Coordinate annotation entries

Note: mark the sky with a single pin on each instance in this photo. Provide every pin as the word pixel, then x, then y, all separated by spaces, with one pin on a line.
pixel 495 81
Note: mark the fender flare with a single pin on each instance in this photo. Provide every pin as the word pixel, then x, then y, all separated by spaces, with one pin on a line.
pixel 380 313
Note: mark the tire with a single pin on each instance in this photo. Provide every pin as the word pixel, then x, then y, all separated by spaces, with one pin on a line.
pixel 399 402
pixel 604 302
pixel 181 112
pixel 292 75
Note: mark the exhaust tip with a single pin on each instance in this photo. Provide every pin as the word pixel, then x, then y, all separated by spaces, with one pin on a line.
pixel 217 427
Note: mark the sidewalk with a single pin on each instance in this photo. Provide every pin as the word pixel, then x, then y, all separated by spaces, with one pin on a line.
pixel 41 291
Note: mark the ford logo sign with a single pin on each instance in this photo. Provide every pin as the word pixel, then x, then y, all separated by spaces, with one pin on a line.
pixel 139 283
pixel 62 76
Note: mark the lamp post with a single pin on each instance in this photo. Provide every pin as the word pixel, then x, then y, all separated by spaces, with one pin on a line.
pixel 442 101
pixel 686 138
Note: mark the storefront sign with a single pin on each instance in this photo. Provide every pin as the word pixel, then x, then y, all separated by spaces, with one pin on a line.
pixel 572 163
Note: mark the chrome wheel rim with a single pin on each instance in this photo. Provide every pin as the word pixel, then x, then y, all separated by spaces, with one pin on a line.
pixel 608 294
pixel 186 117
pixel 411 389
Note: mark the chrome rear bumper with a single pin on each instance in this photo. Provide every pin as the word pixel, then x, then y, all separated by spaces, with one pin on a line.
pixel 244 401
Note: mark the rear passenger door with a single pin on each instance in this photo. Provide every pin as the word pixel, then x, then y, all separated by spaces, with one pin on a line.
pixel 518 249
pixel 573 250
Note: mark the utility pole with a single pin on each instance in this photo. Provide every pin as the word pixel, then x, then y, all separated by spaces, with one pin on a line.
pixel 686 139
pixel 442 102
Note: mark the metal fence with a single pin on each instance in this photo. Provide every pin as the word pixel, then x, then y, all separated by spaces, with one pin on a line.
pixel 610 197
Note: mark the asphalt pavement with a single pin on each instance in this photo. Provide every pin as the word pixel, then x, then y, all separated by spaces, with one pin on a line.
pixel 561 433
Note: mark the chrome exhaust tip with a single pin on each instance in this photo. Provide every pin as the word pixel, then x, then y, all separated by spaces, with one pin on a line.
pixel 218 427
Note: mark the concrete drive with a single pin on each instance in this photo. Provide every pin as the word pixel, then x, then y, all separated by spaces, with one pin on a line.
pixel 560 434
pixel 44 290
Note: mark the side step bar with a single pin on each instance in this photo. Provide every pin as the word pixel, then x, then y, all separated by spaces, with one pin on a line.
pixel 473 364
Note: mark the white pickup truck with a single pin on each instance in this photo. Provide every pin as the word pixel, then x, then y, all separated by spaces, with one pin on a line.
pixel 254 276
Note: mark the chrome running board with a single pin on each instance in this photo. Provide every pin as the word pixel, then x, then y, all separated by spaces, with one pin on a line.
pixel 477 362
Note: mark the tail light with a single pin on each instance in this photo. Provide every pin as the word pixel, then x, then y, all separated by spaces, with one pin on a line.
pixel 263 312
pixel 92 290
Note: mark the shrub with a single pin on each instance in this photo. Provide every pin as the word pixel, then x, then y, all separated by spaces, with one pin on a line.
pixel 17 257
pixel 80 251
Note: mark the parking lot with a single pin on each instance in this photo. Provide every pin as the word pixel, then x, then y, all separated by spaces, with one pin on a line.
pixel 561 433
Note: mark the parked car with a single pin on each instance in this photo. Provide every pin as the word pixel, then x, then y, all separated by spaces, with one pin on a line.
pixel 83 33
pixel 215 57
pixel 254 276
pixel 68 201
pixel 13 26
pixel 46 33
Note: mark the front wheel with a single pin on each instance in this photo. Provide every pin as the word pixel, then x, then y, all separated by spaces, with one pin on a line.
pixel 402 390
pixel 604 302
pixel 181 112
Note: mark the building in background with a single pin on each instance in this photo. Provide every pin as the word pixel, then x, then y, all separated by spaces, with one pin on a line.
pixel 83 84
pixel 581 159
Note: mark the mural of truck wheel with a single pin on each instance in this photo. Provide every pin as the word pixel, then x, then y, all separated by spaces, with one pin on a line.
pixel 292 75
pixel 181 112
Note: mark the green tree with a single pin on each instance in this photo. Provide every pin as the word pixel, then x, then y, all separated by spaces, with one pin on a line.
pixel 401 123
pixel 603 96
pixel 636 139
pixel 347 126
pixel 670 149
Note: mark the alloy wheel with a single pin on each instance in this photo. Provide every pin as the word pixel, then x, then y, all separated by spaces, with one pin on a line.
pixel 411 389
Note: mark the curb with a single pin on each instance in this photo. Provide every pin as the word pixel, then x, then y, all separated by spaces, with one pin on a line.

## [Task statement]
Write out the full listing exactly as given.

## [Expected output]
Note: mark the sky with a single pin on each instance in this photo. Provide every pin as the word pixel, then x, then y, all separated by spaces, with one pin on a line.
pixel 495 81
Note: mark the fender flare with a single pin on each instance in this photo. Provide every pin as the word pixel, then x, then y, all separated by spaces, with one pin on a line.
pixel 380 313
Note: mark the tire with a single pin on each instance in this photo. Provide every pin as the word pixel, then x, then y, all separated by spaces, with one pin on a line.
pixel 399 402
pixel 604 302
pixel 181 112
pixel 292 75
Note: mark the exhaust tip with a single pin on each instance in this photo. Provide every pin as the word pixel, then x, then y, all separated by spaces, with one pin on a line.
pixel 217 427
Note: mark the sidewalk with a single pin on each instance in this photo. Provide every pin as the word pixel, then x, then y, all separated by spaces, with one pin on a line.
pixel 41 291
Note: mark the ford logo sign with a single pin on each instance in this photo. Provide every pin as the word pixel, then x, then y, all separated by spaces, with one pin on a line.
pixel 139 283
pixel 62 76
Note: mark the lamp post with a single pin on each instance in this photo. Provide every pin as the word pixel, then x, then y, all separated by spaces, with one pin on a line.
pixel 442 101
pixel 686 138
Note: mark the storefront sign with a single pin on each instance in this photo. Provide every pin as the word pixel, then x, then y, all separated by spaces, with one pin on a line.
pixel 572 163
Note: mark the chrome wheel rim with a single pin on each instance in this photo. Provide every pin as the word pixel, then x, then y, all separated by spaces, with one pin on a line.
pixel 608 294
pixel 186 117
pixel 411 389
Note: mark the chrome rear bumper with a single pin on each instance in this photo. Provide every pin as the word pixel, then x, then y, all separated by spaces, with one pin on a line.
pixel 244 401
Note: mark the rear passenger door with a single pin on each instance in this photo. Provide every pin as the word pixel, then x, then y, all separated by spaces, with one pin on a line.
pixel 518 249
pixel 573 250
Note: mark the utility pole with a single pin on each instance in this photo. Provide every pin as the word pixel, then x, then y, all separated by spaces, with one pin on a line.
pixel 686 139
pixel 442 102
Note: mark the metal fence with a single pin on each instance in this photo. Provide every pin as the word pixel, then x, then y, all separated by spaces, with one pin on a line.
pixel 610 197
Note: mark the asphalt pavement with a single pin on each instance in this photo. Provide every pin as the word pixel, then x, then y, all separated by spaces, with one pin on a line.
pixel 561 433
Note: mark the chrome exhaust tip with a single pin on each instance in this photo. Provide every pin as the word pixel, then x, then y, all separated by spaces, with one pin on a line.
pixel 218 427
Note: mark the concrete drive with a single pin on each instance in this photo. Provide every pin as the word pixel, then x, then y, all separated by spaces, with one pin on a line.
pixel 560 434
pixel 44 290
Note: mark the side step bar with a single pin on each instance in this photo. Provide every pin as the word pixel, then x, then y, all separated by spaces, with one pin on a line.
pixel 473 364
Note: mark the white pickup truck with a single pin on each instance in this photo. Provide every pin as the word pixel, then x, then y, all separated by spaces, with one pin on a line.
pixel 254 276
Note: mark the chrome running board with a single pin on each instance in this photo. Provide every pin as the word pixel, then x, then y, all separated by spaces, with one pin on a line.
pixel 477 362
Note: mark the tail light with a single pin on each instance in this photo. Provide every pin as the word pixel, then x, then y, all separated by spaces, with one pin on a line.
pixel 263 312
pixel 92 290
Note: mark the shrub with a single pin on each instance in this photo. Provide every pin as the word pixel, then x, then y, all separated by spaces, with one pin on a line.
pixel 17 257
pixel 80 251
Note: mark the parking lot with a single pin on each instance in this photo. Provide every pin as the word pixel, then x, then y, all separated by spaces, with one pin on a line.
pixel 561 433
Note: mark the parked car with a single pin on each instance in this photo. Provide every pin as the word pixel, then x, then y, all separated by spaces, with one pin on a line.
pixel 83 33
pixel 215 57
pixel 254 276
pixel 68 201
pixel 13 26
pixel 46 33
Note: mark the front wheel with a single pin on each instance in this photo. Provide every pin as the word pixel, then x, then y, all separated by spaces, with one pin on a line.
pixel 402 390
pixel 604 302
pixel 181 112
Note: mark the building in background with a single pin on each instance in this photo. Provide every pin as the word pixel, then x, then y, all separated by spaces, with one pin on a line.
pixel 83 84
pixel 581 159
Note: mark the mural of truck wheel with a single pin on each instance in this photo. Provide every pin as the word pixel, then x, then y, all separated by spaces, with one pin on a line.
pixel 292 75
pixel 181 112
Note: mark the green tree with a single pin on each instance in this photo. Provide every pin as the word pixel, then x, then y, all separated by spaces, with one pin on a line.
pixel 401 123
pixel 603 96
pixel 636 139
pixel 347 126
pixel 670 149
Note: mark the alloy wheel with a single pin on each instance in this photo. Provide every pin as the word pixel, then x, then y, all separated by spaces, with one pin on a line.
pixel 411 389
Note: mark the curb with a single pin on each instance in this photo. Provide every pin as the word pixel, then x, then y, all separated by spaces, with one pin on a line.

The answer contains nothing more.